[Records]
▼▼▼

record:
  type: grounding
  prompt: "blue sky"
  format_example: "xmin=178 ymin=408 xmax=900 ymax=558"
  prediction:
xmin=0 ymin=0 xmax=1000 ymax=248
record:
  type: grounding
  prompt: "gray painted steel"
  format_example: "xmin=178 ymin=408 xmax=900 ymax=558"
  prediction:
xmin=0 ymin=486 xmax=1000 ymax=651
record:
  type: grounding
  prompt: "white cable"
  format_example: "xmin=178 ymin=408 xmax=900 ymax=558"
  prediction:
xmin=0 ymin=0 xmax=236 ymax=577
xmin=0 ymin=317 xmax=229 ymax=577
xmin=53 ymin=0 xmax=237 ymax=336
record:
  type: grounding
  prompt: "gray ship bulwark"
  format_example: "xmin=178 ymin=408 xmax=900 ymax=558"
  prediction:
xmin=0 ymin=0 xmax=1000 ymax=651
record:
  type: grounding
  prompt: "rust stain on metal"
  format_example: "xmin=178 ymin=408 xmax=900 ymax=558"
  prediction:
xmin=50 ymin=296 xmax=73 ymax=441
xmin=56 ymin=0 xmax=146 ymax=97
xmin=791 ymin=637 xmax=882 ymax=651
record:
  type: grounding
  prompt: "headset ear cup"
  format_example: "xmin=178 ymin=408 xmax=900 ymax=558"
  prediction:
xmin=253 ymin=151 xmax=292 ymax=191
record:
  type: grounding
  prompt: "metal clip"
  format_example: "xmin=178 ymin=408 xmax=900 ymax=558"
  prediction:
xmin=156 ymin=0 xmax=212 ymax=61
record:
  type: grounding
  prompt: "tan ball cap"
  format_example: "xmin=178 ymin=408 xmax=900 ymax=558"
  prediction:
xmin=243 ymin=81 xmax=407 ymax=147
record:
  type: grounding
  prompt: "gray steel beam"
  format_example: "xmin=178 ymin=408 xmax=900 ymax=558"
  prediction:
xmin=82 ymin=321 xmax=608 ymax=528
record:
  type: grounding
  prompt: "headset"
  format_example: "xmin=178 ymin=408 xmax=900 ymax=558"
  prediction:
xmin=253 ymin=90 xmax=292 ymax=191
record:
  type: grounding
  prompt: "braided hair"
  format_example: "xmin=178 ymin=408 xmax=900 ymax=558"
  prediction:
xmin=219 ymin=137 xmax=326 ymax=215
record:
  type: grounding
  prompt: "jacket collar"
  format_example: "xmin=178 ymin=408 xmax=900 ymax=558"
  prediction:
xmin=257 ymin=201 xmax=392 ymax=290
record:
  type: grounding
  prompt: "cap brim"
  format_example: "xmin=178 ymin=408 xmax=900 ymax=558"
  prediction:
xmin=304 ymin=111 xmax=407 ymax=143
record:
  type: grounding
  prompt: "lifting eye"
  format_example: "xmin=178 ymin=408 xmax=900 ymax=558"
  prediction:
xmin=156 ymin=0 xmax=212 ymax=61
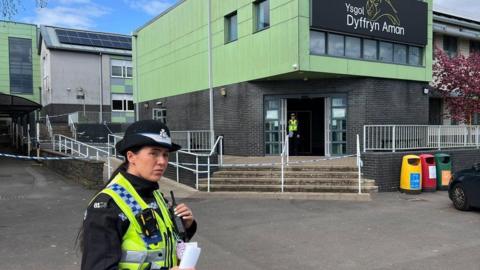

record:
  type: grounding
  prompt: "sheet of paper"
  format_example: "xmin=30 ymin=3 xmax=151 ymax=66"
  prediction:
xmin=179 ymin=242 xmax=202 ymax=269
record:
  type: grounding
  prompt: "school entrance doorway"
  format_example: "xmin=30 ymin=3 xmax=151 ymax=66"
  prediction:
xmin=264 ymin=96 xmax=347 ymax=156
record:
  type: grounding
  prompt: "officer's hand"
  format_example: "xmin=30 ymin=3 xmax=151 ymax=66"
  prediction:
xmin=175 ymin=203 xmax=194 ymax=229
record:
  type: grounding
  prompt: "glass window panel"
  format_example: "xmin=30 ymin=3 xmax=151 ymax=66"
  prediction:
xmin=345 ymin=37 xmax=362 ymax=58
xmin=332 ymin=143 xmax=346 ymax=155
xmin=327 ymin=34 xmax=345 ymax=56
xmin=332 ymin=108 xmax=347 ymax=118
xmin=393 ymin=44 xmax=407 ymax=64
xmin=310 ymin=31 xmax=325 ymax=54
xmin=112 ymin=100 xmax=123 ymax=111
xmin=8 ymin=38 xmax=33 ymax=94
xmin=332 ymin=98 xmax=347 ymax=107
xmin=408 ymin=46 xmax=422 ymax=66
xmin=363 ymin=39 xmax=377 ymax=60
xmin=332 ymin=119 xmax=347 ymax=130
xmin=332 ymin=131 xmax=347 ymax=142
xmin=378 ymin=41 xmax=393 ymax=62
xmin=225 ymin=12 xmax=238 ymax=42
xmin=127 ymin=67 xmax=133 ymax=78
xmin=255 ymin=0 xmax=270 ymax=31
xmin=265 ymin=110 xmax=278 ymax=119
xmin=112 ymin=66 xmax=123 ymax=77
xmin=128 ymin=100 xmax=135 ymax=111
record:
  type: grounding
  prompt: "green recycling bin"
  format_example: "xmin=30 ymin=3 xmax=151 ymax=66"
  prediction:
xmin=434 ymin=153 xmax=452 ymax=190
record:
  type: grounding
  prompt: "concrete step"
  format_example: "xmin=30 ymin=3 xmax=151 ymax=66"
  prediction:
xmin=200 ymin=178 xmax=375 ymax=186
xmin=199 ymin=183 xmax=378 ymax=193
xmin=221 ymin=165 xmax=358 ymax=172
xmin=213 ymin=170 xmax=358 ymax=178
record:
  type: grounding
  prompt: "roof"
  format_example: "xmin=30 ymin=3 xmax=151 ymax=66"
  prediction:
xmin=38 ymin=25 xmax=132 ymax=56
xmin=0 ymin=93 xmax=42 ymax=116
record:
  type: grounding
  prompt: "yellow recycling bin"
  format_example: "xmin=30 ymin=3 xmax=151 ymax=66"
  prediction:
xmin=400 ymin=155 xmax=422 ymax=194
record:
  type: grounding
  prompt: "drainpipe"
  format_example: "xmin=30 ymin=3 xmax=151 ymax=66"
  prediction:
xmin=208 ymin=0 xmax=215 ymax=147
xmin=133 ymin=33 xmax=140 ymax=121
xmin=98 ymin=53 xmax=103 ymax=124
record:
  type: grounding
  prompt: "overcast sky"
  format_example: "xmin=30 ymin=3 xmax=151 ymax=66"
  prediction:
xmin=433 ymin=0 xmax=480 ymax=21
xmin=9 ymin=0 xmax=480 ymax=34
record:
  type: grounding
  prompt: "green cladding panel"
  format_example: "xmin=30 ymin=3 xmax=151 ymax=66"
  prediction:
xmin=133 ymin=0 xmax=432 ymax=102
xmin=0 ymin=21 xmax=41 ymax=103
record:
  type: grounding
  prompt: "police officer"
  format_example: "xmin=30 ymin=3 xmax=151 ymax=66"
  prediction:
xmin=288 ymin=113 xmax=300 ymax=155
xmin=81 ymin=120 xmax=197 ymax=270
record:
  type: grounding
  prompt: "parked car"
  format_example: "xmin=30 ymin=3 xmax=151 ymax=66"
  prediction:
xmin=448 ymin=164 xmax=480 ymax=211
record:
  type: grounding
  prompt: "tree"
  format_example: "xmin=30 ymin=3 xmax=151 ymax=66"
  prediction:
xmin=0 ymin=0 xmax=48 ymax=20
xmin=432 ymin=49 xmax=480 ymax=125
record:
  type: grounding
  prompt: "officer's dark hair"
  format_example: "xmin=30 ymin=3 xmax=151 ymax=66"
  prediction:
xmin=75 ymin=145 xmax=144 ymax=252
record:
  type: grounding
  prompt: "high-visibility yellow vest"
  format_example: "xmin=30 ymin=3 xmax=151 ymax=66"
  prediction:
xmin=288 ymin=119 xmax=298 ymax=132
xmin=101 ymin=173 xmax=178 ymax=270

▲▲▲

Collect every line of the data above that contains the string "gray".

*Reply to the exercise*
  prompt: "gray painted steel"
  prompt: "gray ship bulwark"
  prompt: "gray steel beam"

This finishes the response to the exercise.